- EXTRACTED TEXT:
▼

I make it no secret that I disagree with the theology of LDS. It sounds very much like something you would get if you took a plain vanilla mainstream evangelical church then stuck some Asimov sci-fi fantasy in the middle of it and the church then without blinking embraced the whole as holy writ. That’s not all the oddness, but to me it’s the most striking.

Trouble is, the MSM seems to dislike all religion equally (except humanistic faiths which disdain the supernatural). Whether it’s a planet close to God, or Moses on a mountain cloaked in smoke, the answer the MSM has is always, always nyet.

How dare you denigrate a Grand Master of Science Fiction by implying that he could have written the phantasmagoric entrancements of Joseph Smith.

The LDS story begins with the claim that a Pre-Columbian American culture was actually the lost Tribe of Israel, visited by Jesus and given the Book of Mormon on Golden Tablets that remained buried for millennia in upper New York State, only to be found after an Archangel, never mentioned in the Bible, named Moroni appeared to Joseph Smith to reveal the hiding place.

▲

- DATASET ROWS:
▼

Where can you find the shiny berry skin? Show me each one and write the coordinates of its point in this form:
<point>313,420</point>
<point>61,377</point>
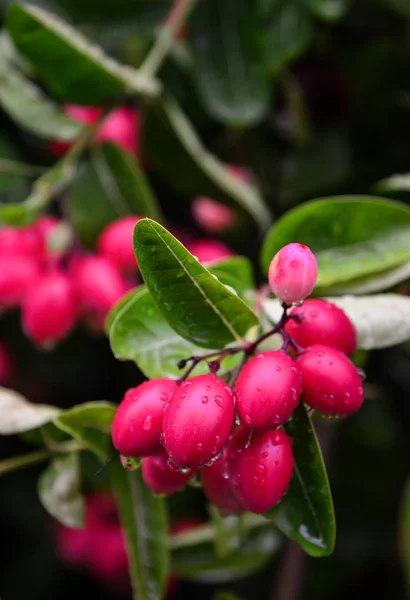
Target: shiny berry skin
<point>322,322</point>
<point>217,489</point>
<point>260,466</point>
<point>198,420</point>
<point>99,285</point>
<point>17,274</point>
<point>268,390</point>
<point>212,216</point>
<point>50,309</point>
<point>160,478</point>
<point>116,243</point>
<point>208,251</point>
<point>293,273</point>
<point>330,381</point>
<point>137,424</point>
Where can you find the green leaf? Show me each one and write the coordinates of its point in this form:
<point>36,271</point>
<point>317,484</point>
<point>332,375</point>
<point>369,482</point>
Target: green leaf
<point>54,47</point>
<point>330,10</point>
<point>306,513</point>
<point>110,185</point>
<point>195,304</point>
<point>351,236</point>
<point>171,145</point>
<point>59,491</point>
<point>19,415</point>
<point>31,109</point>
<point>90,423</point>
<point>230,62</point>
<point>144,521</point>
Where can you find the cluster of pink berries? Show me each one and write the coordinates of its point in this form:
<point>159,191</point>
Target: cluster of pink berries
<point>181,428</point>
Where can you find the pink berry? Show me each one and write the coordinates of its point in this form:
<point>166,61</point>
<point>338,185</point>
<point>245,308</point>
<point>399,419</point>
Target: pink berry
<point>212,216</point>
<point>198,420</point>
<point>50,309</point>
<point>293,273</point>
<point>260,466</point>
<point>160,478</point>
<point>121,127</point>
<point>268,390</point>
<point>321,322</point>
<point>208,251</point>
<point>17,274</point>
<point>98,283</point>
<point>330,382</point>
<point>137,424</point>
<point>116,243</point>
<point>217,489</point>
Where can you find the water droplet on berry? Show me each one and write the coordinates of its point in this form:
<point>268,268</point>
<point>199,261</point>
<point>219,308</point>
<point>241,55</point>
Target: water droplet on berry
<point>147,426</point>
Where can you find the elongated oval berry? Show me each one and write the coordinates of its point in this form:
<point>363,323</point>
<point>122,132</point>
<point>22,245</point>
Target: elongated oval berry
<point>17,274</point>
<point>137,424</point>
<point>50,309</point>
<point>268,390</point>
<point>330,382</point>
<point>116,243</point>
<point>215,481</point>
<point>321,322</point>
<point>198,420</point>
<point>260,466</point>
<point>160,478</point>
<point>293,273</point>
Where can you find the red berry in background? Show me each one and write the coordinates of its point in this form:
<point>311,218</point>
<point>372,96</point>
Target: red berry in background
<point>260,466</point>
<point>217,489</point>
<point>160,478</point>
<point>293,273</point>
<point>6,365</point>
<point>211,215</point>
<point>50,309</point>
<point>321,322</point>
<point>208,251</point>
<point>330,381</point>
<point>198,420</point>
<point>98,284</point>
<point>268,390</point>
<point>137,423</point>
<point>116,243</point>
<point>17,274</point>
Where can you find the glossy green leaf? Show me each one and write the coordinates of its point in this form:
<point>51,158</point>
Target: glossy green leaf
<point>171,145</point>
<point>330,10</point>
<point>59,490</point>
<point>144,521</point>
<point>53,46</point>
<point>230,63</point>
<point>19,415</point>
<point>90,424</point>
<point>306,512</point>
<point>195,304</point>
<point>110,185</point>
<point>31,109</point>
<point>351,237</point>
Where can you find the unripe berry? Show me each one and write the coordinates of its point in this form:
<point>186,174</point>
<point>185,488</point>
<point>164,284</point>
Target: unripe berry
<point>116,243</point>
<point>159,478</point>
<point>293,273</point>
<point>330,382</point>
<point>217,489</point>
<point>208,251</point>
<point>268,390</point>
<point>321,322</point>
<point>137,424</point>
<point>198,420</point>
<point>260,466</point>
<point>50,309</point>
<point>17,274</point>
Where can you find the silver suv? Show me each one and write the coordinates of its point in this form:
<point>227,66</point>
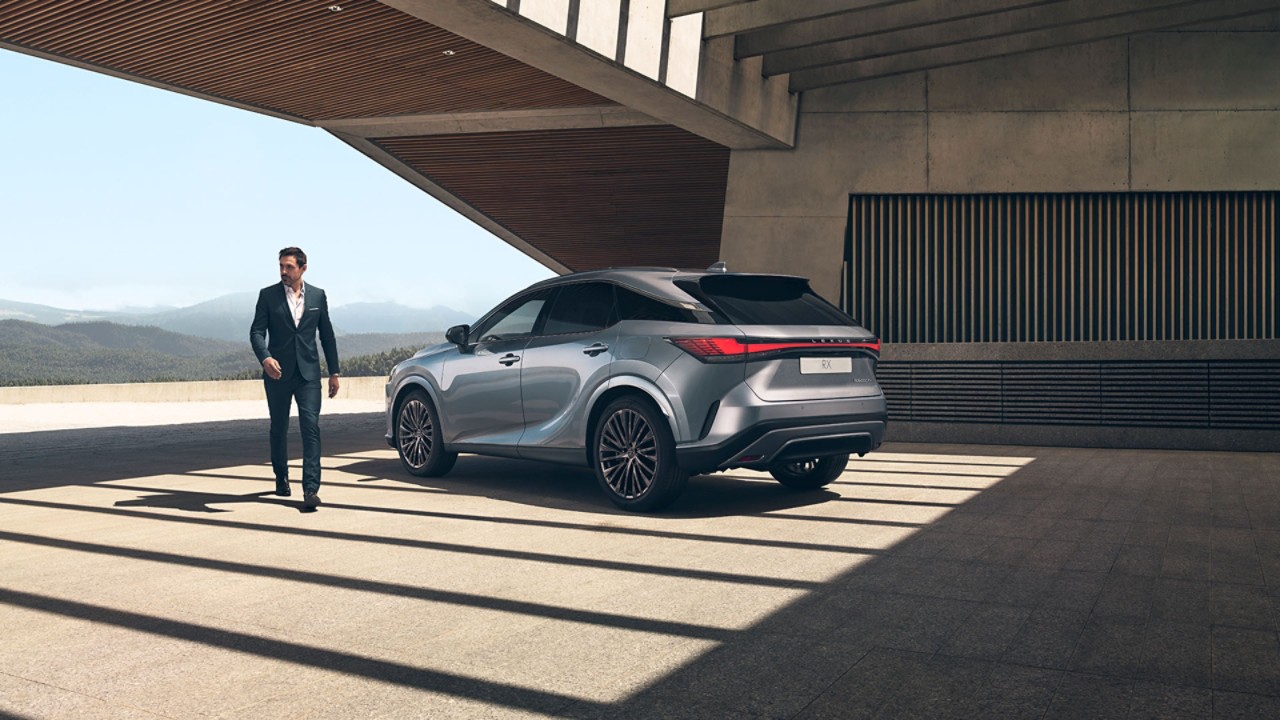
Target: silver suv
<point>648,376</point>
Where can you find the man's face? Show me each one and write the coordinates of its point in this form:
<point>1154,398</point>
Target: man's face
<point>291,273</point>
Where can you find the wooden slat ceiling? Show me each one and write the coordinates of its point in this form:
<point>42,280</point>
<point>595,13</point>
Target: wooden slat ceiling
<point>588,197</point>
<point>297,58</point>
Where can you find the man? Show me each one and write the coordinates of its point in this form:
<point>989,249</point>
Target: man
<point>283,335</point>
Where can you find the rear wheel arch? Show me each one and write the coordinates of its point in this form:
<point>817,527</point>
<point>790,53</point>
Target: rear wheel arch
<point>613,393</point>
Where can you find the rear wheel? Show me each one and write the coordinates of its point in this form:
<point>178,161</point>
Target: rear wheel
<point>634,455</point>
<point>419,437</point>
<point>809,474</point>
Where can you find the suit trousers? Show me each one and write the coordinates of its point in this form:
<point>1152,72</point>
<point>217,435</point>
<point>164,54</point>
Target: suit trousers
<point>279,396</point>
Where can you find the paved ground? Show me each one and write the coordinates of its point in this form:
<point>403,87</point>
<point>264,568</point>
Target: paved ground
<point>145,572</point>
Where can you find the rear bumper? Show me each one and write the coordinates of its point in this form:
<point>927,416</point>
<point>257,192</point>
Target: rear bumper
<point>794,438</point>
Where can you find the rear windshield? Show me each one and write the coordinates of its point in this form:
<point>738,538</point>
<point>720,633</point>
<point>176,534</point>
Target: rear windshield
<point>763,300</point>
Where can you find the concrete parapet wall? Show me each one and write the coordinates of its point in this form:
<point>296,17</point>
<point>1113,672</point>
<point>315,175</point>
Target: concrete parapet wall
<point>1179,110</point>
<point>352,388</point>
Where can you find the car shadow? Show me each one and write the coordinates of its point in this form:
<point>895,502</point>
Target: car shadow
<point>543,484</point>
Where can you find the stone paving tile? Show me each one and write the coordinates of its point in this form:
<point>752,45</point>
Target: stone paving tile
<point>1047,638</point>
<point>1110,647</point>
<point>1182,601</point>
<point>1240,706</point>
<point>1011,692</point>
<point>1074,589</point>
<point>987,633</point>
<point>1142,560</point>
<point>1240,606</point>
<point>1147,534</point>
<point>1093,556</point>
<point>1091,697</point>
<point>1176,654</point>
<point>1246,661</point>
<point>1125,597</point>
<point>977,582</point>
<point>863,691</point>
<point>1159,701</point>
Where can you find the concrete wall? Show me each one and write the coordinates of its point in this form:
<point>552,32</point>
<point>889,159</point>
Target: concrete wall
<point>1184,110</point>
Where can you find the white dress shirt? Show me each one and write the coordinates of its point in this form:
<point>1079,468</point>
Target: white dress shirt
<point>297,301</point>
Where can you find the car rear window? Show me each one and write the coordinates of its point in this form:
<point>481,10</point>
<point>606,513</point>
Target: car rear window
<point>635,306</point>
<point>764,300</point>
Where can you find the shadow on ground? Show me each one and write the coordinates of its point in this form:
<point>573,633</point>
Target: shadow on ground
<point>1070,583</point>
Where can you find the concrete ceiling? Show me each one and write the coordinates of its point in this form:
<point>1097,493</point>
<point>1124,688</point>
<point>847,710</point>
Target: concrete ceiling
<point>824,42</point>
<point>417,83</point>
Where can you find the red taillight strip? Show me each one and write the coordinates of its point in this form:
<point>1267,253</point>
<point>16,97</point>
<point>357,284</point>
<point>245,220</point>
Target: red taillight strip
<point>772,346</point>
<point>732,347</point>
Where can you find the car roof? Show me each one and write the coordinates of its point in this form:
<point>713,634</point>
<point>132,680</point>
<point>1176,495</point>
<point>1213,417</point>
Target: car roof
<point>658,282</point>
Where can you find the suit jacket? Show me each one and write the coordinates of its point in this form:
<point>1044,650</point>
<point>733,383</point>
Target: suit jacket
<point>273,333</point>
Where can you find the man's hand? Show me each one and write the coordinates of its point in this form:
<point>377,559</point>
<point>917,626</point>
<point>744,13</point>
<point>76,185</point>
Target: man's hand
<point>273,368</point>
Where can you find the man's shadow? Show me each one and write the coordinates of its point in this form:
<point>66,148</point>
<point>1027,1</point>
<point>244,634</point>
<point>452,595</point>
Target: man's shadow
<point>204,501</point>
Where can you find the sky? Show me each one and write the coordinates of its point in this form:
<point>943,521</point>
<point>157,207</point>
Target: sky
<point>117,195</point>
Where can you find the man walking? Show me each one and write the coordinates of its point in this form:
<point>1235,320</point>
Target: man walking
<point>283,335</point>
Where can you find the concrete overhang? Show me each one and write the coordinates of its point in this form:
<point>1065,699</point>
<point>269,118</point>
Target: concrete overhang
<point>730,104</point>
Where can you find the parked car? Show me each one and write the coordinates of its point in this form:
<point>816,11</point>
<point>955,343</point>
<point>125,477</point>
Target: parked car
<point>648,376</point>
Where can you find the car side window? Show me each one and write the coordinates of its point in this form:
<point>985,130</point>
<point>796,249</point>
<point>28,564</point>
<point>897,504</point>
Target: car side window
<point>580,308</point>
<point>515,319</point>
<point>635,306</point>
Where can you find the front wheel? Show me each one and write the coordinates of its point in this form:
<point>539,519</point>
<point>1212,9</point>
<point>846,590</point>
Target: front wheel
<point>634,455</point>
<point>419,437</point>
<point>809,474</point>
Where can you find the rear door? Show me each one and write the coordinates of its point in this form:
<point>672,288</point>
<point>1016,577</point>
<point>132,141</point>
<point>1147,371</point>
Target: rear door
<point>799,346</point>
<point>480,387</point>
<point>565,363</point>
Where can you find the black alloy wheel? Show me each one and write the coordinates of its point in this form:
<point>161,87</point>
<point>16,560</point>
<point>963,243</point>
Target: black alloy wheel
<point>809,474</point>
<point>635,456</point>
<point>417,437</point>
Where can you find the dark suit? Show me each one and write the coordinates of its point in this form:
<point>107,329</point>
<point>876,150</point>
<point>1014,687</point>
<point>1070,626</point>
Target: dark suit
<point>273,335</point>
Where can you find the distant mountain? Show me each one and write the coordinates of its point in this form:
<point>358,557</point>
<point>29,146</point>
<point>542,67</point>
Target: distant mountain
<point>46,315</point>
<point>392,318</point>
<point>228,317</point>
<point>110,352</point>
<point>105,352</point>
<point>222,318</point>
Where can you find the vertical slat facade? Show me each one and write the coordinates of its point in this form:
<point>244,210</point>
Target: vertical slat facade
<point>1063,268</point>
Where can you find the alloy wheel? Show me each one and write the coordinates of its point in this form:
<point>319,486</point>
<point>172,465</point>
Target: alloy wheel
<point>627,454</point>
<point>415,433</point>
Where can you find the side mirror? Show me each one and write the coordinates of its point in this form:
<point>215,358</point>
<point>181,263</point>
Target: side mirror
<point>457,335</point>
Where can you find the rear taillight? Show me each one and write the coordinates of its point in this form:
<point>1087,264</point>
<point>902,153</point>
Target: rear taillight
<point>728,349</point>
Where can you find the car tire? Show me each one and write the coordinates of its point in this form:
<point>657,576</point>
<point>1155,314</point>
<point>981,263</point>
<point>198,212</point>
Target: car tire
<point>419,440</point>
<point>634,455</point>
<point>809,474</point>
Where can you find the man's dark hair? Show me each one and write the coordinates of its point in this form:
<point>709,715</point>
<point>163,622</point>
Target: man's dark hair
<point>298,255</point>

▲

- DIRECTIONS:
a: Can you rewrite the listing from the line with "Where can you find the rear bumper?" to the line with "<point>1184,110</point>", changing "concrete" to "brick" and leaving everything else unchanged?
b: How would the commentary on LDS theology go on after its last sentence?
The listing has nothing to do with the commentary on LDS theology.

- WRITTEN RESPONSES:
a:
Where can you find the rear bumper? Show me each one and write the coordinates of its point in this form:
<point>927,416</point>
<point>257,192</point>
Target: rear bumper
<point>794,438</point>
Where can you find the rear windshield? Show me each one and write the coordinates of its point in this form:
<point>738,538</point>
<point>720,633</point>
<point>176,534</point>
Target: rear windshield
<point>763,300</point>
Where can you find the brick parapet wall? Show me each one and write the coordinates of its point in this form:
<point>296,17</point>
<point>1113,672</point>
<point>315,175</point>
Target: brick parapet wall
<point>1179,110</point>
<point>352,388</point>
Where can you find the car shadow? Show me each one and write the coordinates of its point in this form:
<point>895,502</point>
Target: car shadow
<point>543,484</point>
Where can you find the stone paving tile? Show me each one and write the coordinates of its point in this form:
<point>752,45</point>
Target: stone paving tile
<point>1047,638</point>
<point>1110,647</point>
<point>1182,601</point>
<point>1240,706</point>
<point>1011,692</point>
<point>1074,589</point>
<point>987,633</point>
<point>1142,560</point>
<point>1240,606</point>
<point>1147,534</point>
<point>1093,556</point>
<point>1091,697</point>
<point>1176,654</point>
<point>1246,661</point>
<point>1125,597</point>
<point>977,582</point>
<point>863,691</point>
<point>1159,701</point>
Where can you find the brick wall? Show me each one and write the coordinates of its point in this form:
<point>552,32</point>
<point>889,159</point>
Target: brick wall
<point>1184,110</point>

b:
It is a shame that the Golden Tablets were promptly lost only after Smith had enough time to memorize them and dictate the contents to his disciples. Luckily, his followers were able to make notarized statements that they had seen the tablets before they were lost again.

In actuality it is clear you should have attributed the sci-fi fantasy to L. Ron Hubbard.

86 posted on 07/09/2011 9:43:23 PM PDT by higgmeister ( In the Shadow of The Big Chicken!)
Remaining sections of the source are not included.